[START Document passage]

Moreover, the first radiating conductor unit 73 in the beam antenna 7 may also have one of a patch structure, a short-circuit structure, a meandering structure, a slot structure, a slit structure or a gap structure or a combination thereof, which may all achieve the same effect in the beam antenna 7.
The resonant mode generated by the beam antenna could be designed to cover operating frequencies of a wireless wide area network (WWAN) system, a wireless personal area network (WPAN) system, a wireless local area network (WLAN) system, a multi-input multi-output (MIMO) system, a digital television broadcasting (DTV) system, a global positioning system (GPS), a satellite communication system and a beamforming antenna array system or other wireless or mobile communication systems.
The beam antenna 8 adopts the specially designed first thin-film layer 821 and the first conductor layer 812 to improve the far-field radiation efficiency of the first radiating conductor unit 83, so as to improve the maximum gain of the beam antenna 8. The beam antenna 8 may also effectively decrease parasitic media and ohmic loss of the first radiating conductor unit 83 by designing a weight percentage of the trigger particles 8212 and the insulating gel 8211 in the first thin-film layer 821, so as to effectively improve the pattern coverage range of the far-field radiation beam of the beam antenna 8. The trigger particles 8212 may constitute 0.1-28 weight percentage of the insulating gel 8211 in the first thin-film layer 821 of the beam antenna 8, and the insulating gel 8211 of the first thin-film layer 821 may have a viscosity less than 9000 cP. A thickness t of the second material layer 82 is between 0.001-0.15 times of a wavelength of the minimum operating frequency of the lowest resonant mode generated by the beam antenna 8. A thickness d1 of the first thin-film layer 821 is between 10-290 μm. In this way, the parasitic media and ohmic loss of the first radiating conductor unit 83 could be effectively decreased to improve the whole radiation efficiency of the beam antenna 8, so as to effectively increase the pattern coverage range of the far-field radiation beam of the beam antenna 8. A distance s between the first material layer 81 and the second material layer 82 is smaller than 0.39 times of the wavelength of the minimum operating frequency of the lowest resonant mode generated by the beam antenna 8. In this way, the directivity of the beam antenna 8 is enhanced to effectively decrease a transmission loss caused by the energy transmission conductor structure 84, so as to improve the maximum gain of the beam antenna 8.

[END Document passage]
[START Data for the task]

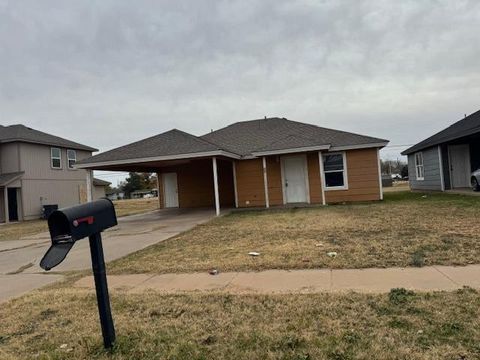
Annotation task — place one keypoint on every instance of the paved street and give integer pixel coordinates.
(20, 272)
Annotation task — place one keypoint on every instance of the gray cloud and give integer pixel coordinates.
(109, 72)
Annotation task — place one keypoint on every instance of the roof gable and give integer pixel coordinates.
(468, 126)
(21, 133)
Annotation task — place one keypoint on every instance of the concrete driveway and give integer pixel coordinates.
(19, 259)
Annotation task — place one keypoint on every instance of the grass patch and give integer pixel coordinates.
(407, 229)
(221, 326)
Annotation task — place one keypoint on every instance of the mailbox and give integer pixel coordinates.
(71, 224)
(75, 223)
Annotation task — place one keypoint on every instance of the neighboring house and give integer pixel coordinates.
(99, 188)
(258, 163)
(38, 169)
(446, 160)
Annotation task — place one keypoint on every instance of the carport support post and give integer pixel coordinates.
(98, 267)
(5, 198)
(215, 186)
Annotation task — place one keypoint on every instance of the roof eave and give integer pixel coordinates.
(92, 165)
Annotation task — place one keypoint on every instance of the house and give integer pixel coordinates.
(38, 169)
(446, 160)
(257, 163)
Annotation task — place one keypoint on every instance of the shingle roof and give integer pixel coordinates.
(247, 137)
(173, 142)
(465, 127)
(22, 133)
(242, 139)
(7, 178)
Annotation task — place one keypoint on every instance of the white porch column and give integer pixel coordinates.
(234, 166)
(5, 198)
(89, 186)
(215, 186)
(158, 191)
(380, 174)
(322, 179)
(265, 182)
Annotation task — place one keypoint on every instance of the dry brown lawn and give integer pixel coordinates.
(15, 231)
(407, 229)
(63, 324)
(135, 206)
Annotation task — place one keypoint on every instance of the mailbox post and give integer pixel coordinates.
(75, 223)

[END Data for the task]

**Written instruction A**: Write out the records as a numbered list, starting at the line containing "lawn and give integer pixel coordinates." and running through the final line of the records, both ends included. Skip any blank lines.
**Written instruction B**: Pick up the passage on the beam antenna where it stops, and carry it on.

**Task output A**:
1. Annotation task — place one keypoint on every instance of the dry brown lawn and give integer pixel coordinates.
2. (15, 231)
3. (407, 229)
4. (63, 324)
5. (135, 206)
6. Annotation task — place one keypoint on every instance of the mailbox post and give integer pixel coordinates.
7. (75, 223)

**Task output B**:
The trigger particles 8212 of the first thin-film layer 821 in the beam antenna 8 can be a semiconductor material with an energy gap greater than or equal to 3 eV, which is one of gallium nitride (GaN), titanium dioxide (TiO2), aluminum nitride (AlN), silicon dioxide (SiO2), zinc sulfide (ZnS), zinc oxide (ZnO), silicon carbide (SiC), aluminum gallium nitride (AlGaN), aluminum oxide (Al2O3), boron nitride (BN) or silicon nitride (Si3N4), or combinations thereof. Moreover, the trigger particles 8212 of the first thin-film layer 821 in the beam antenna 8 could be organometallic particles, where a structure of the organometallic particle is R-M-X, R-m-R′ or R-M-R, in which M is metal, R and R′ are a cycloalkyl group, an alkyl group, a heterocycle group or a carboxylic acid group, a alkyl halide group, an aromatic hydrocarbon group, and X is a halogen compound or an amine group. Moreover, M could be one of gold, nickel, tin, copper, palladium, silver or aluminium, or combinations thereof. In this way, the parasitic media and ohmic loss of the first radiating conductor unit 83 could be effectively decreased to improve the radiation efficiency of the beam antenna 8, so as to effectively increase the pattern coverage range of the far-field radiation beam of the beam antenna 8.
The trigger particles 8212 of the first thin-film layer 821 in the beam antenna 8 could also be a chelation, which is formed from a metal chelated by a chelating agent. The chelating agent is at least one of Ammonium Pyrrolidine Dithiocarbamate (APDC), Ehtylenediaminetetraacetic Acid (EDTA), Nitrilotri Actiate (NTA), N-N′-Bis (Carboxymethyl) Nitrotriacetate or Diethylenetriamine pentaacetic Acid (DTPA), and the metal could be one of gold, silver, copper, tin, aluminium, nickel or palladium, or combinations thereof. In this way, the parasitic media and ohmic loss of the first radiating conductor unit 83 could be effectively decreased to improve the radiation efficiency of the beam antenna 8, so as to effectively increase the pattern coverage range of the far-field radiation beam of the beam antenna 8.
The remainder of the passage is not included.